If the employee purchased family coverage but is only eligible for single coverage, the
difference in the premiums paid into the Plan will not be refunded. Also, the difference
between single coverage and family coverage premiums will be included as income on a
W-2 and/or amended W-2 for inclusion on the employee's tax return. Additionally, the
inclusion of ineligible dependents for coverage under the Flexible Benefits Program may
result in termination from the Program and/or prosecution for fraud.

Stored entries
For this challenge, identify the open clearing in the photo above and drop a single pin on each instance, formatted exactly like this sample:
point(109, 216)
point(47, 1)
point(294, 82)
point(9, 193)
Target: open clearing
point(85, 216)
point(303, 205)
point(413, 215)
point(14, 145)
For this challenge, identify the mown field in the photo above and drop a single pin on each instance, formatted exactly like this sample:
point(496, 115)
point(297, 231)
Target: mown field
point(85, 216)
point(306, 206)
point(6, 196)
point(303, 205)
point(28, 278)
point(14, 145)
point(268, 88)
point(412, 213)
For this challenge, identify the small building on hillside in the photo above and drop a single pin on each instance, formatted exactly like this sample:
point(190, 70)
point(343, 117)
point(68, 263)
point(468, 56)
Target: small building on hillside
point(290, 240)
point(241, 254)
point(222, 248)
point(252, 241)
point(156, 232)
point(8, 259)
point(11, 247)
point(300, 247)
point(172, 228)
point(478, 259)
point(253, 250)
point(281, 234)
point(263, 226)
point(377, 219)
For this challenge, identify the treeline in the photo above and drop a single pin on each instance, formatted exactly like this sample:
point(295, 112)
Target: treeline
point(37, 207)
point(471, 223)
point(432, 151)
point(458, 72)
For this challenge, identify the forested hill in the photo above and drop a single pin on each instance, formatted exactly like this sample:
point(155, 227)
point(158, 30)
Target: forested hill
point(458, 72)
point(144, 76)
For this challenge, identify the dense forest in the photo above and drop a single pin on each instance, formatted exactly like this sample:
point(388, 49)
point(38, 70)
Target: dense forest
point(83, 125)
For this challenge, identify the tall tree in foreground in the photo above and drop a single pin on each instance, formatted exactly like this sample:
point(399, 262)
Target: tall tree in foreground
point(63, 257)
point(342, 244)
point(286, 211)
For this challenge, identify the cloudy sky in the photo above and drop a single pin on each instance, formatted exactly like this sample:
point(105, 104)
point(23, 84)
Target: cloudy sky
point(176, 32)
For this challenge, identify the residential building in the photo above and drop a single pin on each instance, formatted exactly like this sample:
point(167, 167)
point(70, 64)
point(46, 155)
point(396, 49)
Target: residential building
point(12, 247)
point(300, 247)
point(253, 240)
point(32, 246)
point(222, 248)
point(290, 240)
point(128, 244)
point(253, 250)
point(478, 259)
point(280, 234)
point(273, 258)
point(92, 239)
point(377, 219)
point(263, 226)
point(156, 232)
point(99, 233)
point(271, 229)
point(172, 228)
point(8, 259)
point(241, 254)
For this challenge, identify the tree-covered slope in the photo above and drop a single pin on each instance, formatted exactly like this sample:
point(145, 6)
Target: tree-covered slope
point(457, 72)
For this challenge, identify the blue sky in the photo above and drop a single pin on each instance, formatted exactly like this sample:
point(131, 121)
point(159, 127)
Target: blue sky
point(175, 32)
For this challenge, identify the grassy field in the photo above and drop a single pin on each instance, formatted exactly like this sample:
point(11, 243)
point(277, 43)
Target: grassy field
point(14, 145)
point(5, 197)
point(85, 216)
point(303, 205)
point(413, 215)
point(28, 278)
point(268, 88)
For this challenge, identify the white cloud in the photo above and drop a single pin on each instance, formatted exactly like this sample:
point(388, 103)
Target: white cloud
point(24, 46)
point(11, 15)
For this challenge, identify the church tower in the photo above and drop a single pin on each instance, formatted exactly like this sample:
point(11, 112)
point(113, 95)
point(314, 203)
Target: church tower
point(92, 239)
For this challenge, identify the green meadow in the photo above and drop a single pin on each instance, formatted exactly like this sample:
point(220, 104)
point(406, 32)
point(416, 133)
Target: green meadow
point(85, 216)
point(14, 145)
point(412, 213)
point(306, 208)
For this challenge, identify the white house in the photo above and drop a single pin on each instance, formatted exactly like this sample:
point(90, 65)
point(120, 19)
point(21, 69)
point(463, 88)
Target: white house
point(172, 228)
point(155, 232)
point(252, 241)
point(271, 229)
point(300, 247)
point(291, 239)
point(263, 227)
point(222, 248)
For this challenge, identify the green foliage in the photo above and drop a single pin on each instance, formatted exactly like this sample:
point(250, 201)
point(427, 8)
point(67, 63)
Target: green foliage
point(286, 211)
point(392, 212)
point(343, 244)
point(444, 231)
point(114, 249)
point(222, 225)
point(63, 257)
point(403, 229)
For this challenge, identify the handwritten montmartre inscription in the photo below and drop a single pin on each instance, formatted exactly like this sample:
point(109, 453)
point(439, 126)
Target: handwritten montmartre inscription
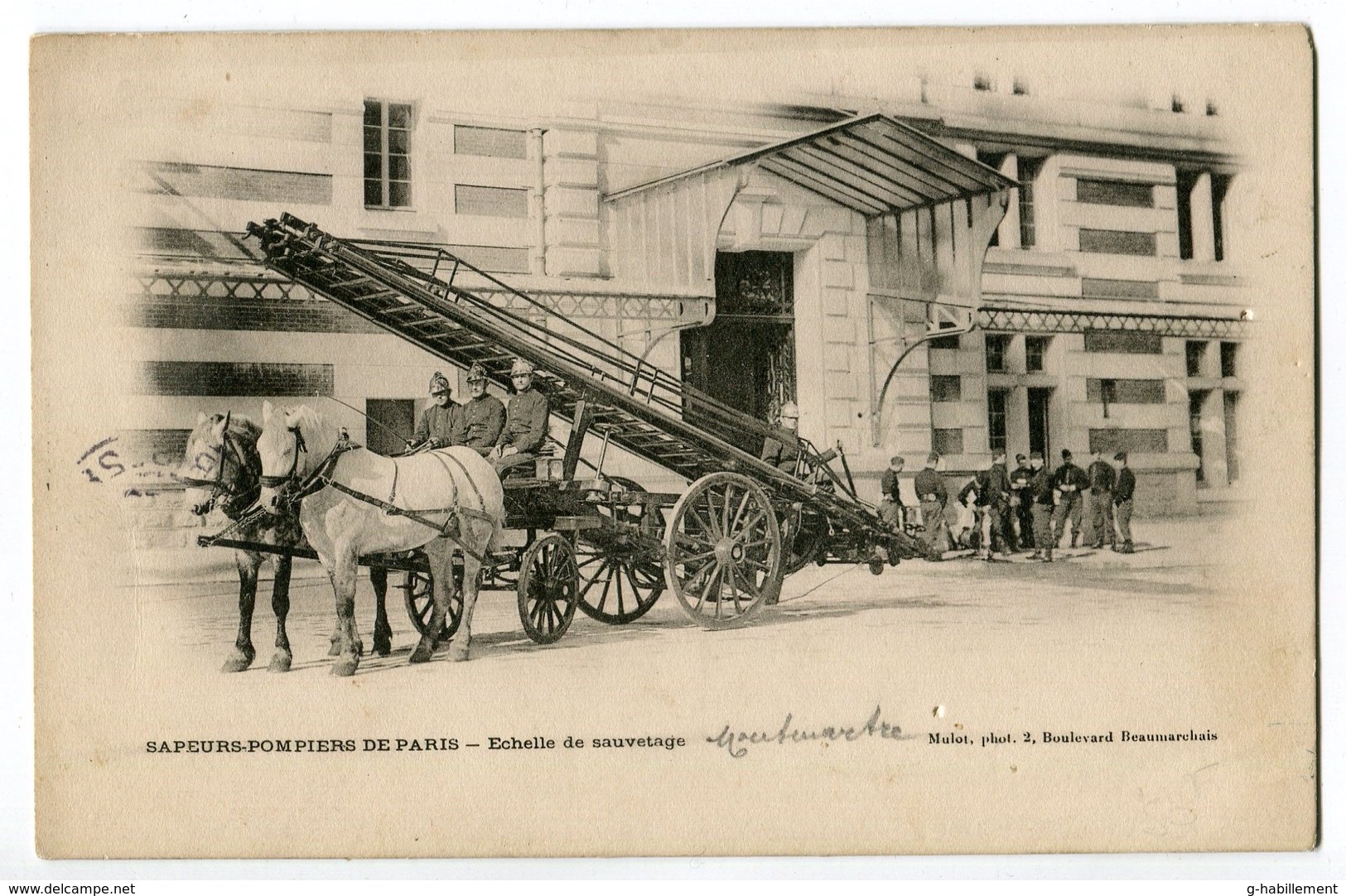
point(738, 741)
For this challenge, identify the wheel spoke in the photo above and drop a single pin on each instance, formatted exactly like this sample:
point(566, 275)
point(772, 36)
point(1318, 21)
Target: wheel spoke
point(738, 514)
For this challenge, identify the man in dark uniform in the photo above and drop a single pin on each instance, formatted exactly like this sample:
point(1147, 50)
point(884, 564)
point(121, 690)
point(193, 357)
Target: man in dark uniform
point(784, 452)
point(933, 495)
point(484, 416)
point(439, 424)
point(992, 490)
point(1123, 494)
point(1044, 502)
point(1020, 503)
point(525, 422)
point(1070, 482)
point(890, 508)
point(1098, 503)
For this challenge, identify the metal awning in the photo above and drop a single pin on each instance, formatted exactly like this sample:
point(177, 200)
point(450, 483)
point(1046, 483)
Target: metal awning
point(872, 165)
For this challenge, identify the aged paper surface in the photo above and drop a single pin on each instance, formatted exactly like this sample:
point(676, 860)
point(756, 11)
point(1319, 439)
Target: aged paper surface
point(908, 713)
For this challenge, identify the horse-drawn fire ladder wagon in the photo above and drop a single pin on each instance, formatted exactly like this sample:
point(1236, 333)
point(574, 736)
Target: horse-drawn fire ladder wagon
point(726, 542)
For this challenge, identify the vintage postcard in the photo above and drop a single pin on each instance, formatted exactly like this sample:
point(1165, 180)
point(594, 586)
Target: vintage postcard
point(710, 443)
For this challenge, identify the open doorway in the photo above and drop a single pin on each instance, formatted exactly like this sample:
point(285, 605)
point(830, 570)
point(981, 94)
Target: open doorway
point(1040, 422)
point(746, 357)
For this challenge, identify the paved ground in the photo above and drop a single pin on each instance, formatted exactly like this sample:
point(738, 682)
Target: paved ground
point(1085, 592)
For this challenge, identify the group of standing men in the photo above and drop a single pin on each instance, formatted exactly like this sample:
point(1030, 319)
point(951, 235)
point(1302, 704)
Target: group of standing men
point(506, 437)
point(1026, 508)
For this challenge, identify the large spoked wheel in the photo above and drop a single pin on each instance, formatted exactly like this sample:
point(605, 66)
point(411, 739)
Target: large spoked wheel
point(620, 581)
point(548, 587)
point(723, 551)
point(420, 602)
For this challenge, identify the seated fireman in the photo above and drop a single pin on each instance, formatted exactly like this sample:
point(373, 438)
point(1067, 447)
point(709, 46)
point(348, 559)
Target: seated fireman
point(439, 424)
point(482, 417)
point(525, 422)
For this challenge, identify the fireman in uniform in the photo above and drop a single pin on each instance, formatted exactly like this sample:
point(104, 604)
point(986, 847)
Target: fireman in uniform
point(1098, 503)
point(1123, 495)
point(1020, 503)
point(484, 415)
point(439, 424)
point(1044, 505)
point(890, 508)
point(933, 495)
point(1070, 482)
point(525, 422)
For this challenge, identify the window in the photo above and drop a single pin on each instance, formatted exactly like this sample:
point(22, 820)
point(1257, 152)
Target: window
point(388, 174)
point(996, 401)
point(1195, 401)
point(1035, 353)
point(1102, 288)
point(1115, 193)
point(992, 161)
point(997, 346)
point(1186, 183)
point(499, 202)
point(945, 389)
point(1117, 243)
point(1029, 170)
point(497, 143)
point(1195, 351)
point(947, 441)
point(1126, 342)
point(1218, 189)
point(1126, 392)
point(1130, 441)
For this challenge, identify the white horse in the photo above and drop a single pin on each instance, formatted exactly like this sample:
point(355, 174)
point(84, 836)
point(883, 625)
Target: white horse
point(355, 502)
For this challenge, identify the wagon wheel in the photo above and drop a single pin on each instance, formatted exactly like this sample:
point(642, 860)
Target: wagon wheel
point(723, 551)
point(420, 600)
point(547, 585)
point(618, 583)
point(803, 536)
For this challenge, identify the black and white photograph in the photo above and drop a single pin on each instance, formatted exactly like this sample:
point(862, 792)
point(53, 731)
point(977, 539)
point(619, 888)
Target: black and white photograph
point(669, 443)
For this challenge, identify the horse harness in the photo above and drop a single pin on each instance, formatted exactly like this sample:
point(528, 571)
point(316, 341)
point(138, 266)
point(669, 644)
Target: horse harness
point(237, 501)
point(323, 478)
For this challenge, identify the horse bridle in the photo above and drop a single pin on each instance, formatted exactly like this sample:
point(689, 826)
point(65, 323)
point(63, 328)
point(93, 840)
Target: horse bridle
point(239, 499)
point(288, 476)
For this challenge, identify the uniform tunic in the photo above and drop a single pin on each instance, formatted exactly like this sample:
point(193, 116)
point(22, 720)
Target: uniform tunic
point(933, 495)
point(439, 426)
point(1122, 497)
point(525, 424)
point(1072, 502)
point(1098, 505)
point(484, 422)
point(890, 508)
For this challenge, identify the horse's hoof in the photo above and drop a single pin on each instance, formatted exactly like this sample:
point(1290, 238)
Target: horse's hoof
point(239, 662)
point(423, 653)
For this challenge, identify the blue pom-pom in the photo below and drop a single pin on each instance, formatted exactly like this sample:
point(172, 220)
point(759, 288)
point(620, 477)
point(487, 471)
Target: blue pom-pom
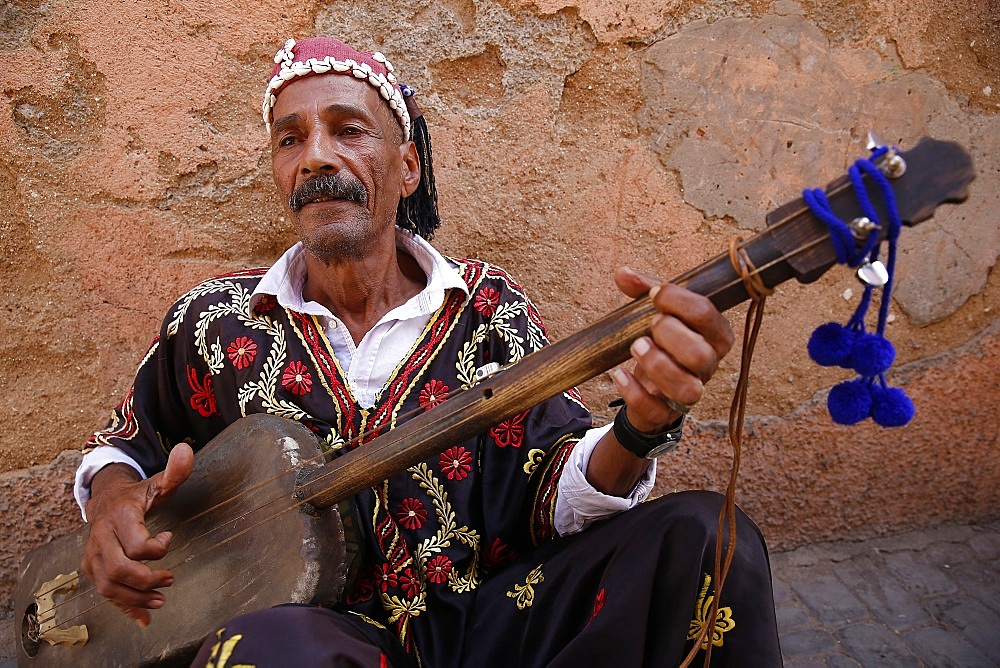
point(831, 345)
point(850, 402)
point(891, 407)
point(872, 354)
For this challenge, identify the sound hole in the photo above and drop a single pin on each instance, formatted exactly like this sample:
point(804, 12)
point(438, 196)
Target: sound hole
point(29, 631)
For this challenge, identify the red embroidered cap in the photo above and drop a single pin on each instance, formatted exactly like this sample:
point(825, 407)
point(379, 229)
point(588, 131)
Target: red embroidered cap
point(323, 55)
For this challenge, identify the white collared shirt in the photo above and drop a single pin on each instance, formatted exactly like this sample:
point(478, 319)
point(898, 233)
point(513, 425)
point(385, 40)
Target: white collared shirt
point(369, 364)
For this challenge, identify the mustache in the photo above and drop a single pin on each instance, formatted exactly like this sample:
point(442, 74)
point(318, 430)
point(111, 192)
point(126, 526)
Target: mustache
point(328, 186)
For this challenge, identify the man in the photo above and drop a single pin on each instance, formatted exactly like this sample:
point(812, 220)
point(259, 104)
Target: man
point(497, 551)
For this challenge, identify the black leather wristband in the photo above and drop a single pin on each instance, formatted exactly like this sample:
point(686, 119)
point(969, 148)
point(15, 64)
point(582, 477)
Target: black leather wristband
point(646, 445)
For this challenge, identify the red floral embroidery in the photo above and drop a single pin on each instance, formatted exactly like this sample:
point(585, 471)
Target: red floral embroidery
point(602, 597)
point(265, 304)
point(435, 392)
point(385, 577)
point(409, 584)
point(296, 378)
point(362, 591)
point(498, 554)
point(242, 352)
point(509, 432)
point(203, 399)
point(438, 569)
point(411, 514)
point(487, 301)
point(456, 463)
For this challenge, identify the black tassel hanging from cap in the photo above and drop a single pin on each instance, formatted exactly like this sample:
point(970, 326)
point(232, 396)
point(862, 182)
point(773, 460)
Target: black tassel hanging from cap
point(418, 212)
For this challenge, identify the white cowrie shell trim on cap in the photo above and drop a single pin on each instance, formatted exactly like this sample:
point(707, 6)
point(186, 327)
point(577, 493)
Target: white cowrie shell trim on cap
point(291, 69)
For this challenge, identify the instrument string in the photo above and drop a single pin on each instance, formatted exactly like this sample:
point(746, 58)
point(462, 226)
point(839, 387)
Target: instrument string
point(681, 279)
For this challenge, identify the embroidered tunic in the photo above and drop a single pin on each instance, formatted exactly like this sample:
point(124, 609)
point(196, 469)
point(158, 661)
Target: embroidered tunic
point(432, 532)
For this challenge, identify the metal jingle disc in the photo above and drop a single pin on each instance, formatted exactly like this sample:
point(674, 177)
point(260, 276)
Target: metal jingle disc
point(873, 274)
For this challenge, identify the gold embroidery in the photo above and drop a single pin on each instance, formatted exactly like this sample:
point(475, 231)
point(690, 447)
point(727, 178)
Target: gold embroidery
point(524, 595)
point(221, 651)
point(723, 621)
point(535, 457)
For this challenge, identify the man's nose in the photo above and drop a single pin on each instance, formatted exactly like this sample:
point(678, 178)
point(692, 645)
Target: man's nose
point(321, 154)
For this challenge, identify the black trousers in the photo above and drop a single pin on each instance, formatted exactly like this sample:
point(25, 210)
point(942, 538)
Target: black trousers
point(630, 591)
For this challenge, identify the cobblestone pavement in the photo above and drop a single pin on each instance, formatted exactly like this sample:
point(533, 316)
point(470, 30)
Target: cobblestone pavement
point(929, 598)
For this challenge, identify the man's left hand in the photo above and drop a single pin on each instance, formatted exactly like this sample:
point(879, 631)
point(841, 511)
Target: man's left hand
point(688, 340)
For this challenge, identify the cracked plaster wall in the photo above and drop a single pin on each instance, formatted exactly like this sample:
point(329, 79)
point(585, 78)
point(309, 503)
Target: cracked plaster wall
point(569, 138)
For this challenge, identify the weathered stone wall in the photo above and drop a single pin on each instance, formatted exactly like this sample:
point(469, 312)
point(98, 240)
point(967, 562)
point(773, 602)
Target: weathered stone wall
point(569, 139)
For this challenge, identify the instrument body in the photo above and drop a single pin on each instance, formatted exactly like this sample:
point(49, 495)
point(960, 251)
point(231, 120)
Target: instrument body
point(230, 560)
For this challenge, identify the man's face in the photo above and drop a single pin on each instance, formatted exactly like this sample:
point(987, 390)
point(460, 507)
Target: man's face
point(339, 163)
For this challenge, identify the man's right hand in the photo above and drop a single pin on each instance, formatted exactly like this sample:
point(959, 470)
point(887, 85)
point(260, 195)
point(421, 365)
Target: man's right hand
point(119, 540)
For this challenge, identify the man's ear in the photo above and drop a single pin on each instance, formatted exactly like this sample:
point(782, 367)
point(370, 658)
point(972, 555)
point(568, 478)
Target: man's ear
point(410, 167)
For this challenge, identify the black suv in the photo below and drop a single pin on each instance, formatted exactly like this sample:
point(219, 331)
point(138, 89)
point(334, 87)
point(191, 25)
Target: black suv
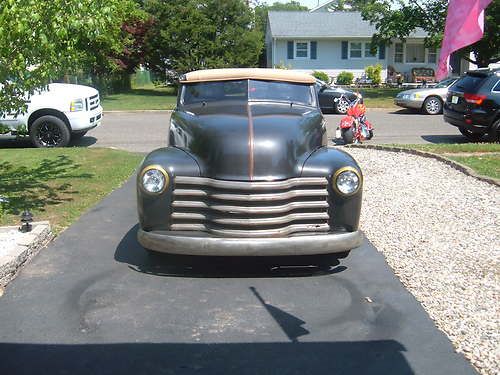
point(473, 104)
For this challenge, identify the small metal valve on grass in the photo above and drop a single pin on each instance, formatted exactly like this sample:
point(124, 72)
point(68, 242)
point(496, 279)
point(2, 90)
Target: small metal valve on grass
point(26, 219)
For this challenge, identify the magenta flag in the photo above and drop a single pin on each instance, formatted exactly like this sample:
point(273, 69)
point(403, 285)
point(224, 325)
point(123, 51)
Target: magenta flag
point(464, 26)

What is required:
Could you rewrite the part of the benefits coverage passage that opens with "If the employee" and closes with "prosecution for fraud.", putting "household coverage" wherever "family coverage" appears?

Response below:
If the employee purchased household coverage but is only eligible for single coverage, the
difference in the premiums paid into the Plan will not be refunded. Also, the difference
between single coverage and household coverage premiums will be included as income on a
W-2 and/or amended W-2 for inclusion on the employee's tax return. Additionally, the
inclusion of ineligible dependents for coverage under the Flexible Benefits Program may
result in termination from the Program and/or prosecution for fraud.